Exercise directions:
Print, word for word, the stretch of the version control article that opens with the words containing "In CVS and SVN, the" and closes with "to facilitate collaboration.".

Page:
──────
Continuing my discussion of version control tools, I’ll focus today on the importance of the merge capability of the tool.

The “time to branch” is far less important than the “time to merge”. Why? Because merging is the act of collaboration – it’s when one developer sets down to integrate someone else’s work with their own. We must keep the cost of merging as low as possible if we want to encourage people to collaborate as much as possible. If a merge is awkward, or slow, or results in lots of conflicts, or breaks when people have renamed files and directories, then I’m likely to avoid merging early and merging often. And that just makes it even harder to merge later.

The beauty of distributed version control comes in the form of spontaneous team formation, as people with a common interest in a bug or feature start to work on it, bouncing that work between them by publishing branches and merging from one another. These teams form more easily when the cost of branching and merging is lowered, and taking this to the extreme suggests that it’s very worthwhile investing in the merge experience for developers.

In CVS and SVN, the “time to branch” is low, but merging itself is almost always a painful process. Worse, merging a second time from another branch is WORSE, so the incentives for developers to merge regularly are exactly the wrong way around. For merge to be a smooth experience, the tools need to keep track of what has been merged before, so that you never end up redoing work that you’ve already solved. Bzr and Git both handle this pretty well, remembering which revisions in someone else’s branch you have already integrated into yours, and making sure that you don’t need to bother to do it again.

When we encourage people to “do their own thing” with version control, we must also match that independence with tools to facilitate collaboration.

Now, what makes for a great merge experience?

Here are a couple of points:

  1. Speed of the merge, or time it will take to figure out what’s changed, and do a sane job of applying those changes to your working tree. Git is the undisputed champion of merge speed. Anything less than a minute is fine.
──────
Data provided:

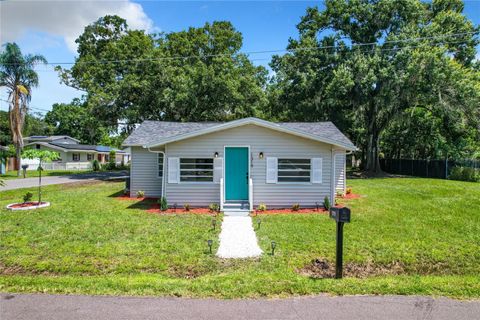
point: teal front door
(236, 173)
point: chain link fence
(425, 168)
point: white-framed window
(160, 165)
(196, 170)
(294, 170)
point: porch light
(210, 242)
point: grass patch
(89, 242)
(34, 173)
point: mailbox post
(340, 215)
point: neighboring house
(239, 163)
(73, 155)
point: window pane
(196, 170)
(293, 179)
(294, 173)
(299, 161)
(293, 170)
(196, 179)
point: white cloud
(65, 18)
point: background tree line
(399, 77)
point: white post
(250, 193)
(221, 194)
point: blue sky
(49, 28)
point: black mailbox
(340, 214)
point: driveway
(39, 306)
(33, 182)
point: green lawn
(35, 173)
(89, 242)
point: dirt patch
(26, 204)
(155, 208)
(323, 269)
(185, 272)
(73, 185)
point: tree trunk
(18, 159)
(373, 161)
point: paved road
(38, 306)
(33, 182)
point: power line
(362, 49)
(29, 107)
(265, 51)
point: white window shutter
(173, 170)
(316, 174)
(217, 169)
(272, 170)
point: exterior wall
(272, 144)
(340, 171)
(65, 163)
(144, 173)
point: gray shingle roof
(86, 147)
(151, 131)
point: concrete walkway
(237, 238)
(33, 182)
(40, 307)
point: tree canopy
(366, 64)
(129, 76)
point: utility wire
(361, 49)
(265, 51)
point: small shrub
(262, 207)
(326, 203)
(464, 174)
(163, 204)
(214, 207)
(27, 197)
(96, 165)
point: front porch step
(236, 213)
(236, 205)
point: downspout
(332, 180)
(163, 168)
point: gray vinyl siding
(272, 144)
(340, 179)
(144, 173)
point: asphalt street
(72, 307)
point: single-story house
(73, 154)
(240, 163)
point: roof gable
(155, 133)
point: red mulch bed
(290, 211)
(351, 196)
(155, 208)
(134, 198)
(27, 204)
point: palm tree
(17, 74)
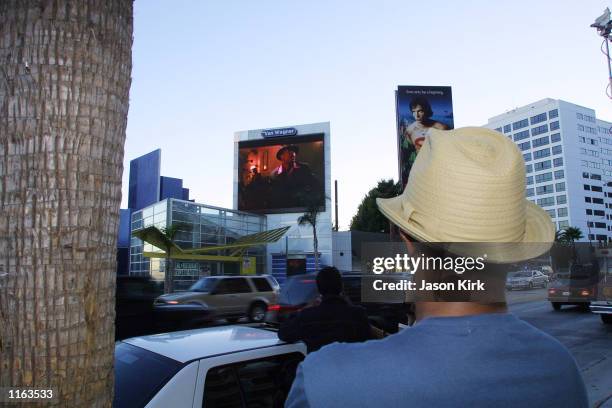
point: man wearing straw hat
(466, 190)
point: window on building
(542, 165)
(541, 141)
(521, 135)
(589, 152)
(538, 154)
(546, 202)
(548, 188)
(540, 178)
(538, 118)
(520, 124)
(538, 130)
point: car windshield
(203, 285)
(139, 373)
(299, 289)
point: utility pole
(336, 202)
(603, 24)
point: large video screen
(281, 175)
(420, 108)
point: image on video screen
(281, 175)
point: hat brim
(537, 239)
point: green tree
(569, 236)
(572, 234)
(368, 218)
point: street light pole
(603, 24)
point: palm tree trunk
──────
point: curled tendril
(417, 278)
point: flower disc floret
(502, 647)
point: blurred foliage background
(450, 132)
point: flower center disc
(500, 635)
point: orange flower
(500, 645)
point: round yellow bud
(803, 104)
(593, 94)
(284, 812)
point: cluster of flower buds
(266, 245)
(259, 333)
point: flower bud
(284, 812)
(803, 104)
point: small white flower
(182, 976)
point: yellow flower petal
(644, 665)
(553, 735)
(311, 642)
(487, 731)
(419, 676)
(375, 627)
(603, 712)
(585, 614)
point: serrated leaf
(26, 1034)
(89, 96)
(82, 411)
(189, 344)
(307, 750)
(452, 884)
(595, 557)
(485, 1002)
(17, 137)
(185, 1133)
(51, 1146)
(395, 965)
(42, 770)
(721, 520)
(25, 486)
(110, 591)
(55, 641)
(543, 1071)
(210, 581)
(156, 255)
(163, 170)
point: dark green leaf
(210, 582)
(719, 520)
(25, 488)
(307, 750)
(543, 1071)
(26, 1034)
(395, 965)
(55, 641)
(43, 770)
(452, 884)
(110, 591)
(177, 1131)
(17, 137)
──────
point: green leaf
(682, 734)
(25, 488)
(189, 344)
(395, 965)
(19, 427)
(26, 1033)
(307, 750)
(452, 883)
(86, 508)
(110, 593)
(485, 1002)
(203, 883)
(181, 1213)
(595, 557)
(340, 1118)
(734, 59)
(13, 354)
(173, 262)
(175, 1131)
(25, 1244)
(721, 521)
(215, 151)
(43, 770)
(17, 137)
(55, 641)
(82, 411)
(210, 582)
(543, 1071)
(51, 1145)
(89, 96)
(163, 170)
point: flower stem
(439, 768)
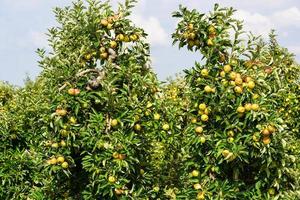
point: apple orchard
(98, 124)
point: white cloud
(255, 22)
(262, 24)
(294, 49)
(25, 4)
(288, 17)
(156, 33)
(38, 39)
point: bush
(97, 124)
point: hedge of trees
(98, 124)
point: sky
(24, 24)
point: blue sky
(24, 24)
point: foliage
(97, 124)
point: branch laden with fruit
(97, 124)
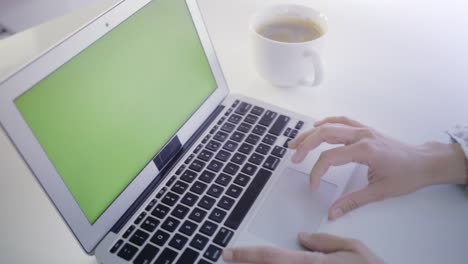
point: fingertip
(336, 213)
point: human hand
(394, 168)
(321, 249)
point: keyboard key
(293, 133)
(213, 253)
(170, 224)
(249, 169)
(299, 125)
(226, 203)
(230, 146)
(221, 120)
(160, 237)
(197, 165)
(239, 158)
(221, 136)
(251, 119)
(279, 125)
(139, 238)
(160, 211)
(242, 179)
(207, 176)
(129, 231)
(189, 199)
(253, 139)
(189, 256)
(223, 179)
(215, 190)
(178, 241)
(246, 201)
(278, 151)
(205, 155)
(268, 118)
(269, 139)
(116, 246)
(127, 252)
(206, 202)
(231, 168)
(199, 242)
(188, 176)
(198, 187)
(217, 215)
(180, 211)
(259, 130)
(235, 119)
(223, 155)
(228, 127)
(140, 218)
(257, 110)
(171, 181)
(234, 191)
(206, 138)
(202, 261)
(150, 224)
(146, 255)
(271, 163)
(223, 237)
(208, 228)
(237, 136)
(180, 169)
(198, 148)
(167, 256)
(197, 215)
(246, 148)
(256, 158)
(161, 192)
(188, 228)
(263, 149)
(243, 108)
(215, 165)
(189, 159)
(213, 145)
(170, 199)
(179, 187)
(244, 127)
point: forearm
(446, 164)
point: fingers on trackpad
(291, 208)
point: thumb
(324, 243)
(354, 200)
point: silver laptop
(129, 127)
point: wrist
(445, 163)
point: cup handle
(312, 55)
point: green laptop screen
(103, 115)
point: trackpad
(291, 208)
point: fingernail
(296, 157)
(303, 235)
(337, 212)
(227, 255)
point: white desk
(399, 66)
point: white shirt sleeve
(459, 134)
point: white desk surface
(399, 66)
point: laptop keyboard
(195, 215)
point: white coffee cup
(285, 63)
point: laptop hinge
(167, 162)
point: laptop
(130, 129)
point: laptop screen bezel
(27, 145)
──────
Answer to the task:
In CVS and SVN, the “time to branch” is low, but merging itself is almost always a painful process. Worse, merging a second time from another branch is WORSE, so the incentives for developers to merge regularly are exactly the wrong way around. For merge to be a smooth experience, the tools need to keep track of what has been merged before, so that you never end up redoing work that you’ve already solved. Bzr and Git both handle this pretty well, remembering which revisions in someone else’s branch you have already integrated into yours, and making sure that you don’t need to bother to do it again.

When we encourage people to “do their own thing” with version control, we must also match that independence with tools to facilitate collaboration.